- Problems and tasks -
a - In the passage about digitizing nature, past what age do digital files or media types become nearly impossible to open or convert?
b - Summarize the passage about digitizing nature in two sentences.
c - List every difficulty the writer of the passage about digitizing nature names in reprocessing their life's work.

━━ Quoted text ━━

We have learned a lot through digital tech, but the sense of urgency to digitize as much of nature as possible has motivated me the most. It has been an impossible task.

Now I'm retired, I have plenty of free time to reprocess my life's work to convert as much of the original data or its metadata into readable media, then transform those studies into interactive storytelling. Unfortunately, working against me has been the steady change in digital formats, so many digital files or media types older than ten years are nearly impossible to open or convert unless you saved the original hardware and software. I've also found that tools to back up files can be flawed, leaving unfortunate data gaps.

These are the aquatic sampling sensor buoys and networked info-mechanical robots in action at the James Reserve in 2006.

━━━
━━ Information shown ━━

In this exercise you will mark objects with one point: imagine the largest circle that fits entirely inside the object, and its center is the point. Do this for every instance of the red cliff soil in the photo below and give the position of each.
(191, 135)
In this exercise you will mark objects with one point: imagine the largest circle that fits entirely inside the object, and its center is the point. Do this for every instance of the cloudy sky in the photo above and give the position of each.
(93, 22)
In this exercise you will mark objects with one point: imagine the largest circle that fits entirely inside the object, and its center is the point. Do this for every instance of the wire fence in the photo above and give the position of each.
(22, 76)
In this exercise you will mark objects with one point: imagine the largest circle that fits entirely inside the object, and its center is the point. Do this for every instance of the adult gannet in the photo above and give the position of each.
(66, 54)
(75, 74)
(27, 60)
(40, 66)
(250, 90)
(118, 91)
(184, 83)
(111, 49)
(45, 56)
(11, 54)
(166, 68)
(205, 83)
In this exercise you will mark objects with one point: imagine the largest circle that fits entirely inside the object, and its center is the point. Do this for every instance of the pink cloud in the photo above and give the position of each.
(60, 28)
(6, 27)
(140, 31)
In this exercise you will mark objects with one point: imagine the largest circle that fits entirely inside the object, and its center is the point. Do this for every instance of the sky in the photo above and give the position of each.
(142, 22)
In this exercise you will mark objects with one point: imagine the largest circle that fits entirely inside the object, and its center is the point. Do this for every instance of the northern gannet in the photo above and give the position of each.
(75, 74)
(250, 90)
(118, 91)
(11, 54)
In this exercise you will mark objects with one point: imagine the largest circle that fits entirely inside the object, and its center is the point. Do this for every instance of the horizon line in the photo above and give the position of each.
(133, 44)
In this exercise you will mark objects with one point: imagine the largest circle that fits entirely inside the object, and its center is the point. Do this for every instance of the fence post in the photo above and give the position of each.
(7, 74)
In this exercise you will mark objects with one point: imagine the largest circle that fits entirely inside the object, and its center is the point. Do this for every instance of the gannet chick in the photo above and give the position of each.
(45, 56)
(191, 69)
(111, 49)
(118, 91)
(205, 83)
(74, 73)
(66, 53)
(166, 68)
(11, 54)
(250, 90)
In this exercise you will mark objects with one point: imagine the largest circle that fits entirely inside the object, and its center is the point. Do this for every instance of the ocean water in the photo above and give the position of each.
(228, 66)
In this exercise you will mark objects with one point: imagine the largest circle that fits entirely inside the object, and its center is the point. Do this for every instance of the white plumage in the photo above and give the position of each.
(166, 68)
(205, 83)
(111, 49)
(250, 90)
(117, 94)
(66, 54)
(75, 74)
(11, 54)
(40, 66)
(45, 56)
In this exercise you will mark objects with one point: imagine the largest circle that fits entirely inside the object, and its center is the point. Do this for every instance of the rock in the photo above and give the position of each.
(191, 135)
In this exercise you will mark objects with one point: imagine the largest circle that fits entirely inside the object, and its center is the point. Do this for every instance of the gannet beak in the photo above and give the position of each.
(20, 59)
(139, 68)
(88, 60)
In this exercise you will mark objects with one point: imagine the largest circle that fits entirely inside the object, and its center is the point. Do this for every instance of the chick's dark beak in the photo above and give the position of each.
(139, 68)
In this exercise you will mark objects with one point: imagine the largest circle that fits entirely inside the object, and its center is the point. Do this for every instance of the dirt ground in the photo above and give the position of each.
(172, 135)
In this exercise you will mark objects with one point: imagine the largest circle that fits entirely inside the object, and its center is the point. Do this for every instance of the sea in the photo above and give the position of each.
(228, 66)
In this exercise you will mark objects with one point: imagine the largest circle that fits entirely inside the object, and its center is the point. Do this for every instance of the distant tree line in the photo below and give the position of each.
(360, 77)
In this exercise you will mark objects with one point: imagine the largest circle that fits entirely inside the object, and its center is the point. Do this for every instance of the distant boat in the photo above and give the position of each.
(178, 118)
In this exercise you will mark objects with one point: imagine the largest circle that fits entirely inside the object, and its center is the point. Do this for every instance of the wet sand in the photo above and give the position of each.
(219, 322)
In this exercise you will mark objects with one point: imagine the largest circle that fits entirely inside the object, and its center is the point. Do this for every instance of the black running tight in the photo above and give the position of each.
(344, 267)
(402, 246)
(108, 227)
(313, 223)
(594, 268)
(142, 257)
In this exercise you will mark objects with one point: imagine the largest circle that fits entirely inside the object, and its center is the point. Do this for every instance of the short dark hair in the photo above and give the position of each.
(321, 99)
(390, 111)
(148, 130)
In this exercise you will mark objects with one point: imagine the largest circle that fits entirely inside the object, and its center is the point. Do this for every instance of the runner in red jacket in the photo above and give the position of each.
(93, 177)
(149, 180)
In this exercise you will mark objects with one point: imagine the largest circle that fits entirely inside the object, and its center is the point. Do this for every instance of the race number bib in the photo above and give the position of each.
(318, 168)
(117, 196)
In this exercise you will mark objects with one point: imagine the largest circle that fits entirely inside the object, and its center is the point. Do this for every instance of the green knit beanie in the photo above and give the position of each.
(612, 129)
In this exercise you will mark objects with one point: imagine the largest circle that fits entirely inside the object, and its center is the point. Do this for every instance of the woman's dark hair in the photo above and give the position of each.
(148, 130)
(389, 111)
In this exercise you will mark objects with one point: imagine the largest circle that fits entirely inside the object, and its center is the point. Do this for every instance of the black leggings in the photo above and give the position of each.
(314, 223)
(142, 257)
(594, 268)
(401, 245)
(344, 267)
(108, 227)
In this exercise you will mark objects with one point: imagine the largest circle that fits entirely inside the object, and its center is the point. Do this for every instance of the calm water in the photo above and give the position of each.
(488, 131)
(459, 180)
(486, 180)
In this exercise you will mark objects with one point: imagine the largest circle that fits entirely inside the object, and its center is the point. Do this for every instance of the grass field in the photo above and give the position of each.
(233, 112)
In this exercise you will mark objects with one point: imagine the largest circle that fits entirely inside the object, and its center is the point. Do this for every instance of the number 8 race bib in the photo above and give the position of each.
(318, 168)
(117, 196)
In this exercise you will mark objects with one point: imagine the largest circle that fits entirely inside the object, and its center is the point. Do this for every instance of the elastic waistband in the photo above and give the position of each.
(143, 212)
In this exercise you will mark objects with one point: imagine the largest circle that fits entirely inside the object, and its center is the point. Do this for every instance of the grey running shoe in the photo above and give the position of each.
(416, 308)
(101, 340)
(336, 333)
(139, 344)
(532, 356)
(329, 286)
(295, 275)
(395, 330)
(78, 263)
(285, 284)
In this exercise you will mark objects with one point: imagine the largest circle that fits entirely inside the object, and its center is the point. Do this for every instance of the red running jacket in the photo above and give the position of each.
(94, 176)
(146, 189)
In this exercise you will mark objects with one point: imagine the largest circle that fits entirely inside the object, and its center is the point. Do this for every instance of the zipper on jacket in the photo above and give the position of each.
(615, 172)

━━━
━━ Information shown ━━

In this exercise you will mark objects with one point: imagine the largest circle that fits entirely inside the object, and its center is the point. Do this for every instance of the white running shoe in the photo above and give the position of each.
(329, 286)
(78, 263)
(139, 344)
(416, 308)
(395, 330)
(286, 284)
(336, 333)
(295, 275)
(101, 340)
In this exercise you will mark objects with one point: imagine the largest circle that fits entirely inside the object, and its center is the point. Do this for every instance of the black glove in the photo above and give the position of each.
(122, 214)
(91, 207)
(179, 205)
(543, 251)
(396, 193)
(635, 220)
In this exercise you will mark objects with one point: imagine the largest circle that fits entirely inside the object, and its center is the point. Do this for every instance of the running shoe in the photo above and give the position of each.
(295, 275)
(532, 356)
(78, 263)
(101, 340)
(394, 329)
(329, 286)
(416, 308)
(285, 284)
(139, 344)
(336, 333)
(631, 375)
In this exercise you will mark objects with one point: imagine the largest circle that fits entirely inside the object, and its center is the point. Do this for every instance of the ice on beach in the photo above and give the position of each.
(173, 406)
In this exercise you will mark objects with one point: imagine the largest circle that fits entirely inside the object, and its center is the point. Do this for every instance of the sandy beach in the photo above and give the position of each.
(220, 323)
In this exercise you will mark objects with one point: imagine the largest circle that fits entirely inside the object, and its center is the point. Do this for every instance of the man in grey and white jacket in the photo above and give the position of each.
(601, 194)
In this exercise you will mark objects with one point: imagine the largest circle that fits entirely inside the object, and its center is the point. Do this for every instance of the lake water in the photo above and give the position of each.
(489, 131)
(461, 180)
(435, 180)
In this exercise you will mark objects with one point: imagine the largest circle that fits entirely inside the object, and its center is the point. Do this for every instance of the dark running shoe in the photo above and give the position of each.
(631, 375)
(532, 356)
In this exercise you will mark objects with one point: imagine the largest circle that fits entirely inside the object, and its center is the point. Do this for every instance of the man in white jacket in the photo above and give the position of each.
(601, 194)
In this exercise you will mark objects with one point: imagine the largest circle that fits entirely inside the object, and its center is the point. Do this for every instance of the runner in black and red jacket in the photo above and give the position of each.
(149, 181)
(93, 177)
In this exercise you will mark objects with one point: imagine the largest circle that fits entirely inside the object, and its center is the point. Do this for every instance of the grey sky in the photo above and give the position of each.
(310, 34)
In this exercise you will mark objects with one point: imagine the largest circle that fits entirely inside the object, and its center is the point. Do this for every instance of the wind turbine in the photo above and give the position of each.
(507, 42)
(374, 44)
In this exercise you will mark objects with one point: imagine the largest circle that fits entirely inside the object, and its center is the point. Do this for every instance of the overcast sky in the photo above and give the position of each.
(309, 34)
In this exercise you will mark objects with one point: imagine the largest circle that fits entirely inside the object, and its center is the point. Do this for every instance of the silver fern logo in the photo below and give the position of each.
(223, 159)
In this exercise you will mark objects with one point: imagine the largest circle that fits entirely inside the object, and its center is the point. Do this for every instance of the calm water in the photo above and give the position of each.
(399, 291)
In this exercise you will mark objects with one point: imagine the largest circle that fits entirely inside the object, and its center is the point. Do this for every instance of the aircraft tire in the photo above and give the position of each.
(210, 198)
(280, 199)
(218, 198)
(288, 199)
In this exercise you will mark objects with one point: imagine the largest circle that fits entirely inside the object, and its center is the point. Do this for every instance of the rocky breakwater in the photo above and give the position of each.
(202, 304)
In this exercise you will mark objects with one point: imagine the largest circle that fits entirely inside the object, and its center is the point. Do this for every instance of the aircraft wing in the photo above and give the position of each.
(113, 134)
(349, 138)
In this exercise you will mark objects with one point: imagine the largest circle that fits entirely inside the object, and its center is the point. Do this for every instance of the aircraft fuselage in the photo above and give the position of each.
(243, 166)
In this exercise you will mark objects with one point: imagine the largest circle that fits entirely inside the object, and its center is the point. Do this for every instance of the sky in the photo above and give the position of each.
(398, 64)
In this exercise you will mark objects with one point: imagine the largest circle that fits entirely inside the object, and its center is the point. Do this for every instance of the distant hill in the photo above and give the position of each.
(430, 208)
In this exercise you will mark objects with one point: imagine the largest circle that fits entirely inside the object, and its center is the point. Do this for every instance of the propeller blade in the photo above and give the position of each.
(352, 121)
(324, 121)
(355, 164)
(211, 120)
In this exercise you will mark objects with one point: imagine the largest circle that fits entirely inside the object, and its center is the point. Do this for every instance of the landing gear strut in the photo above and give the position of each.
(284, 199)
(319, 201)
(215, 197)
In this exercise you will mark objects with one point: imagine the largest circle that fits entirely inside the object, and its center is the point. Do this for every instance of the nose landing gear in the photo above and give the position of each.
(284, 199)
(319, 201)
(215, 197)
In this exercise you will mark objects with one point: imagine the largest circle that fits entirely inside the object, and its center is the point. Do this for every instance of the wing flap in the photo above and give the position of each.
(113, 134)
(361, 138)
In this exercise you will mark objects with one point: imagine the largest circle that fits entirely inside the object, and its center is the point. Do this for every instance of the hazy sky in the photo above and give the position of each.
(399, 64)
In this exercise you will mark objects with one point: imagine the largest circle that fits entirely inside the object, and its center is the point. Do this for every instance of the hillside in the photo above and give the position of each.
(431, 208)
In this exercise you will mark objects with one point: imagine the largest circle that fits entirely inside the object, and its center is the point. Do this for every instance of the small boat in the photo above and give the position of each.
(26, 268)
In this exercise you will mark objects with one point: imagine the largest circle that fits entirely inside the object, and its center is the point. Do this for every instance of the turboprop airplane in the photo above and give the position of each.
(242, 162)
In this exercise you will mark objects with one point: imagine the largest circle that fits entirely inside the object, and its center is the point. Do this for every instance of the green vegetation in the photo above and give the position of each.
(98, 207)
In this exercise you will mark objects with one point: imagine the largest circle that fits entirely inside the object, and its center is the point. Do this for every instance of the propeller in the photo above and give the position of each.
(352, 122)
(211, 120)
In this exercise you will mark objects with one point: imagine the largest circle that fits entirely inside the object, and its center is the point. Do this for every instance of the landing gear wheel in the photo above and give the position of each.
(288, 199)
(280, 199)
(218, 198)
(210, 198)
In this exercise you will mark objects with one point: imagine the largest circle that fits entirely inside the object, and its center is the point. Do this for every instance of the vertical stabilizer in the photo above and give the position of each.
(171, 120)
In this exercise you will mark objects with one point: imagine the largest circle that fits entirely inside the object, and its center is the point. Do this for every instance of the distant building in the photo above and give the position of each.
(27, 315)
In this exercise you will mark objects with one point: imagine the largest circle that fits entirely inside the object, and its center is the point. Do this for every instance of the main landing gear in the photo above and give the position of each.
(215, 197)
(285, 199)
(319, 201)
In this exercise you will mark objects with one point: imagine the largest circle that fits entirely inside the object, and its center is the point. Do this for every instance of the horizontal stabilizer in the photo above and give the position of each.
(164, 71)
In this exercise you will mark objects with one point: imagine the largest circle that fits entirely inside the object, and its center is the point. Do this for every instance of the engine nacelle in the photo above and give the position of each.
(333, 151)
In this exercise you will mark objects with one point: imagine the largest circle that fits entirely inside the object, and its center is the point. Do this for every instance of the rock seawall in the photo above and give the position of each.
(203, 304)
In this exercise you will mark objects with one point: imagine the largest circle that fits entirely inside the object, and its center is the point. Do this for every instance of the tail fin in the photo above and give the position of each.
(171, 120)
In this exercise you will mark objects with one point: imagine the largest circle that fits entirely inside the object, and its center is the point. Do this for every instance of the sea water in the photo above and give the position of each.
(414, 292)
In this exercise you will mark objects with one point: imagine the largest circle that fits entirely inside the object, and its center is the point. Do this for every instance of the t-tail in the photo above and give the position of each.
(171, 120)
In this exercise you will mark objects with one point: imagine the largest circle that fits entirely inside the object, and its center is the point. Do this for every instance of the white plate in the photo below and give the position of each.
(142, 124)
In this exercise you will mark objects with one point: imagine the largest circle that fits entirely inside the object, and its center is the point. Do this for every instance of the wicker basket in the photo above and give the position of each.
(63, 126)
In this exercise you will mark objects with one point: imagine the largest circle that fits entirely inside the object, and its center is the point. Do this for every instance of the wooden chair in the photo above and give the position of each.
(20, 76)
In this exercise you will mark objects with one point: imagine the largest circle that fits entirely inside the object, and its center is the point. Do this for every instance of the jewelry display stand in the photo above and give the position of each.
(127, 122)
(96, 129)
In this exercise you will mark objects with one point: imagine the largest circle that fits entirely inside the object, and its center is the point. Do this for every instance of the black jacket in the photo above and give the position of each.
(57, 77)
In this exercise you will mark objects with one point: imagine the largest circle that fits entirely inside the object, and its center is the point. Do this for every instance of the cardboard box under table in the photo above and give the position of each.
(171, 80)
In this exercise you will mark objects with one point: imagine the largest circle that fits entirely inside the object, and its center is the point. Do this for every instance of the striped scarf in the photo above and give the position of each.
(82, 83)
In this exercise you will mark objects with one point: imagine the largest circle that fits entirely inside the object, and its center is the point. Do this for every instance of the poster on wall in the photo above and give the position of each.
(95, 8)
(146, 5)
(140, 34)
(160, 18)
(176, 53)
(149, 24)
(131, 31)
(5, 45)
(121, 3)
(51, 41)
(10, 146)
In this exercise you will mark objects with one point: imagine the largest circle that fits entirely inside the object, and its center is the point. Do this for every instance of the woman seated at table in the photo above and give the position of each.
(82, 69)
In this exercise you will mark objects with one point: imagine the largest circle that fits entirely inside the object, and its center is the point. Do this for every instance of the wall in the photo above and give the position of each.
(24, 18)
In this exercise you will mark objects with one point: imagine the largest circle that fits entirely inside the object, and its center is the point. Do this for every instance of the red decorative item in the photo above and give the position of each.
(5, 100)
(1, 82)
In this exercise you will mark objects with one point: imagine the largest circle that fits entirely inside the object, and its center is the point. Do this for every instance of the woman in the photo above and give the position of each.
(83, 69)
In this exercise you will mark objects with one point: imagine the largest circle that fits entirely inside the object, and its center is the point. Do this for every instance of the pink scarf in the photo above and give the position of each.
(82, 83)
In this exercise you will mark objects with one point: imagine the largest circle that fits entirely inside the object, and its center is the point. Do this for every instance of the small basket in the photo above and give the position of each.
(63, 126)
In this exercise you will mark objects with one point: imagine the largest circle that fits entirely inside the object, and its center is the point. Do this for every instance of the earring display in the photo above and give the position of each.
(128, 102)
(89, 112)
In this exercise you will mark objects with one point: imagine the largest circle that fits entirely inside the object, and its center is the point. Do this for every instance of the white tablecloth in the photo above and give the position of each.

━━━

- Answers -
a - Older than ten years, unless the original hardware and software were saved.

b - The writer has been driven by an urgency to digitize as much of nature as possible and now, in retirement, is reprocessing a life's work into readable media and interactive storytelling. Changing digital formats make files older than ten years nearly impossible to open without the original hardware and software, and flawed backup tools have left data gaps.

c -
- The steady change in digital formats
- Files or media types older than ten years being nearly impossible to open or convert without the original hardware and software
- Flawed backup tools that leave data gaps